[begin DATA SHOWN]

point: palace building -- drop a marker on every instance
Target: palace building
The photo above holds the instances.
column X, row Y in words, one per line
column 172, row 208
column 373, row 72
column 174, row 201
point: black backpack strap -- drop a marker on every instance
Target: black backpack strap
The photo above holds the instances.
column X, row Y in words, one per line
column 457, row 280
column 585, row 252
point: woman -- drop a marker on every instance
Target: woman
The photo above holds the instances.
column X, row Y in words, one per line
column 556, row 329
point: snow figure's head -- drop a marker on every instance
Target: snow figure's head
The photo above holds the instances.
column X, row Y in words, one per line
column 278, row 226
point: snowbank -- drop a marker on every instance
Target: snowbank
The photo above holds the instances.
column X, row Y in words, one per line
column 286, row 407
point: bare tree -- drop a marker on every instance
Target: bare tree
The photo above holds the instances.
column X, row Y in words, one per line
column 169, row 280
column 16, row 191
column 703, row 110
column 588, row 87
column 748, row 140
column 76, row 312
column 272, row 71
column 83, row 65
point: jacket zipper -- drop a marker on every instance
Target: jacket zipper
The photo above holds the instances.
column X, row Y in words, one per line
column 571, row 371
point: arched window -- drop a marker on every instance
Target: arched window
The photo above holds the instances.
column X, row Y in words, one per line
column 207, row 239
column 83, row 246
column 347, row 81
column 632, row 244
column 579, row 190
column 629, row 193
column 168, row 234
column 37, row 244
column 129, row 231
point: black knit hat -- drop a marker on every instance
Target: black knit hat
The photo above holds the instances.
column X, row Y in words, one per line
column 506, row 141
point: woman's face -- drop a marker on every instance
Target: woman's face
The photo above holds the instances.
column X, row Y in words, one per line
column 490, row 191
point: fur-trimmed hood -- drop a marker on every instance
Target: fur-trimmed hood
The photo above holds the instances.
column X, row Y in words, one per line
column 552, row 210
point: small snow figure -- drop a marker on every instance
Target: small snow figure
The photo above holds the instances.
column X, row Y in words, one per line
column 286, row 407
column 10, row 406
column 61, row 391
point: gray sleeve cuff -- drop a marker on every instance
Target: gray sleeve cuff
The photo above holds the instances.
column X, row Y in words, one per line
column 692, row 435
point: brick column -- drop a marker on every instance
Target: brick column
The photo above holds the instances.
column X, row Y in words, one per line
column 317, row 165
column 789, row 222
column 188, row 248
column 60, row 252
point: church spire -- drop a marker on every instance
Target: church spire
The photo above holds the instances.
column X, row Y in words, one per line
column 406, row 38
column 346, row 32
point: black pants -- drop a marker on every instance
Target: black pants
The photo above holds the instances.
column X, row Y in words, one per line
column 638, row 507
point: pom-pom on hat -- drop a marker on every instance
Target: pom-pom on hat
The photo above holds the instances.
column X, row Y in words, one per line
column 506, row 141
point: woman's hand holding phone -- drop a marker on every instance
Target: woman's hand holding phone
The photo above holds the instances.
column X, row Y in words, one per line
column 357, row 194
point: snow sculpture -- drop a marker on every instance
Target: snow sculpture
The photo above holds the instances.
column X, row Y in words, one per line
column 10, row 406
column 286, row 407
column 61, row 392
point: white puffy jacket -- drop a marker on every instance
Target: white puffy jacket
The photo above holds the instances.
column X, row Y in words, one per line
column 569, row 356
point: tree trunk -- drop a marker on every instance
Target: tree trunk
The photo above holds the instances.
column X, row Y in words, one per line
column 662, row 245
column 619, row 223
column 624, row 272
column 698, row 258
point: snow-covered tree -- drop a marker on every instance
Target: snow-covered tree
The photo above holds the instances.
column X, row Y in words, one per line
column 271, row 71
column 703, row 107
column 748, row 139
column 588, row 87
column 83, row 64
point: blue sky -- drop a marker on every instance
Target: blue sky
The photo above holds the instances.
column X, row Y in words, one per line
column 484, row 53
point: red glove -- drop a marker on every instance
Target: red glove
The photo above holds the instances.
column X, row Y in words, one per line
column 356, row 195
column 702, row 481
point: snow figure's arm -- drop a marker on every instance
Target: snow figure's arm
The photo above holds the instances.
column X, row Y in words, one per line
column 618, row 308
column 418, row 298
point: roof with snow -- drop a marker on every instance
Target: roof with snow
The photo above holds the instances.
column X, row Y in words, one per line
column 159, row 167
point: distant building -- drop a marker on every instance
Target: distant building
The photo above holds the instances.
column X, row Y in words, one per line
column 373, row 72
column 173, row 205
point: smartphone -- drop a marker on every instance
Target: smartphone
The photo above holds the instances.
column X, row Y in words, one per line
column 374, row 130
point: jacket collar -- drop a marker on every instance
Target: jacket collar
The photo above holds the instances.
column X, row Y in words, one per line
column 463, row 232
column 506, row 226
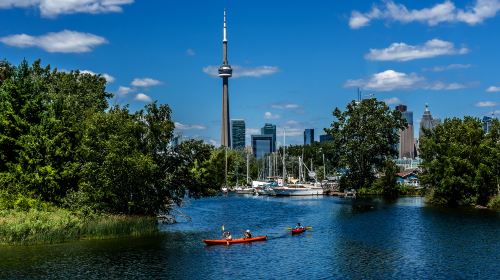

[end DATA SHOWN]

**TASK OBJECTIVE:**
Render all the items above as a JSON list of strings with one string per line, omitting any blank lines. Leave the pictures out of the answer.

**OUTPUT FOR THIS TASK:**
[
  "point: palace building -- drop a marker on every instance",
  "Target: palace building",
  "The photo above holds the instances.",
  "column X, row Y in words, one per line",
  "column 172, row 208",
  "column 373, row 72",
  "column 174, row 201",
  "point: black backpack strap -- drop a marker on every instance",
  "Target: black backpack strap",
  "The photo above holds the instances.",
  "column X, row Y in words, one per line",
  "column 457, row 280",
  "column 585, row 252",
  "point: woman -- drop a marker on every instance",
  "Target: woman",
  "The photo above holds the instances.",
  "column X, row Y in words, one per line",
  "column 556, row 329",
  "point: snow figure's head -- drop a marker on every instance",
  "Target: snow figure's head",
  "The photo above holds the instances.",
  "column X, row Y in words, one per line",
  "column 278, row 226",
  "point: snowbank -- drop a marker on every instance",
  "Target: snowbank",
  "The photo above holds the instances.",
  "column X, row Y in words, one per line",
  "column 286, row 407",
  "point: bare tree -- drop a marker on every instance",
  "Target: bare tree",
  "The photo above holds the instances.",
  "column X, row Y in words, one per line",
  "column 169, row 280",
  "column 16, row 191",
  "column 703, row 110",
  "column 588, row 87",
  "column 748, row 140",
  "column 76, row 312",
  "column 272, row 71",
  "column 83, row 65",
  "point: jacket zipper -- drop a marker on every instance",
  "Target: jacket zipper",
  "The photo above holds the instances.",
  "column X, row Y in words, one per line",
  "column 571, row 371",
  "point: arched window -- drop a marker on every instance",
  "Target: arched window",
  "The photo above holds the instances.",
  "column X, row Y in words, one per line",
  "column 207, row 239",
  "column 83, row 246",
  "column 347, row 81",
  "column 632, row 244",
  "column 579, row 190",
  "column 629, row 193",
  "column 168, row 234",
  "column 37, row 244",
  "column 129, row 231",
  "point: black knit hat -- drop a marker on every instance",
  "Target: black knit hat",
  "The photo above holds the instances.",
  "column X, row Y in words, one per line",
  "column 506, row 141",
  "point: woman's face -- drop a marker on every instance",
  "Target: woman's face",
  "The photo above holds the instances.",
  "column X, row Y in words, one per line",
  "column 490, row 191",
  "point: fur-trimmed hood -- drop a marker on every instance",
  "Target: fur-trimmed hood",
  "The photo above holds the instances.",
  "column X, row Y in words, one per line",
  "column 552, row 210",
  "point: small snow figure -- drop a marker on every instance",
  "Target: small snow figure",
  "The photo above holds the instances.",
  "column X, row Y in words, one per line",
  "column 286, row 407",
  "column 10, row 406",
  "column 61, row 391",
  "point: gray sleeve cuff -- drop a marker on every instance",
  "Target: gray sleeve cuff",
  "The photo above holds the instances.",
  "column X, row Y in words, one per line",
  "column 692, row 435",
  "point: brick column -- drop a marker on every instance",
  "Target: brick column",
  "The photo above holds the instances.",
  "column X, row Y in words, one per line",
  "column 317, row 165",
  "column 789, row 222",
  "column 188, row 248",
  "column 60, row 252",
  "point: church spire -- drop a marker on every instance",
  "Target: church spire",
  "The photo above holds the instances.",
  "column X, row Y in words, one per line",
  "column 406, row 38",
  "column 346, row 32",
  "point: black pants -- drop a marker on every instance",
  "Target: black pants",
  "The photo above holds the instances.",
  "column X, row Y in words, one per line",
  "column 638, row 507",
  "point: pom-pom on hat -- drop a marker on every instance",
  "Target: pom-pom on hat",
  "The photo above holds the instances.",
  "column X, row Y in words, one per line",
  "column 506, row 141",
  "point: woman's hand holding phone -- drop a marker on every instance",
  "Target: woman's hand holding phone",
  "The photo above holds the instances.",
  "column X, row Y in words, one per line",
  "column 357, row 194",
  "point: snow sculpture -- drop a marker on every instance",
  "Target: snow sculpture",
  "The photo above holds the instances.",
  "column X, row Y in words, one per line",
  "column 10, row 406",
  "column 286, row 407",
  "column 61, row 392",
  "point: white puffy jacket -- drop a marker on every instance",
  "Target: white puffy jacket",
  "The photo above holds the instances.",
  "column X, row Y in words, one per line",
  "column 569, row 356",
  "point: tree trunk -- drop a marker on every instance",
  "Target: tree trunk",
  "The photo above holds the instances.",
  "column X, row Y in words, one per line",
  "column 662, row 245",
  "column 619, row 223",
  "column 624, row 272",
  "column 698, row 258",
  "point: snow-covered tree -- drop a marker on every instance",
  "Target: snow-covered tree",
  "The photo above holds the instances.",
  "column X, row Y in words, one per line",
  "column 271, row 71",
  "column 703, row 107",
  "column 748, row 139",
  "column 588, row 87",
  "column 83, row 64",
  "point: blue sky -- drop a marker on every instance",
  "Target: blue sky",
  "The photo above holds the instances.",
  "column X, row Y in words, one per line",
  "column 484, row 53",
  "point: red glove -- drop a marker on every instance",
  "Target: red glove",
  "The photo above holds the instances.",
  "column X, row Y in words, one per line",
  "column 356, row 195",
  "column 702, row 481",
  "point: snow figure's arm -- drop a marker on every instance",
  "Target: snow figure's arm",
  "The photo above holds the instances.",
  "column X, row Y in words, one per line",
  "column 618, row 308",
  "column 418, row 298",
  "point: roof with snow -- drop a marker on every instance",
  "Target: roof with snow",
  "The photo above holds the instances.",
  "column X, row Y in words, one per line",
  "column 159, row 167",
  "point: distant building -- drop a marker on every instance",
  "Target: distant building",
  "The photo above holds the instances.",
  "column X, row Y in words, one per line",
  "column 373, row 72",
  "column 173, row 205",
  "point: smartphone -- drop a marker on every instance",
  "Target: smartphone",
  "The photo above holds the instances.",
  "column X, row Y in words, one per line",
  "column 374, row 130",
  "point: jacket collar -- drop a marker on every instance",
  "Target: jacket collar",
  "The photo above holds the instances.",
  "column X, row Y in words, one per line",
  "column 463, row 232",
  "column 506, row 226"
]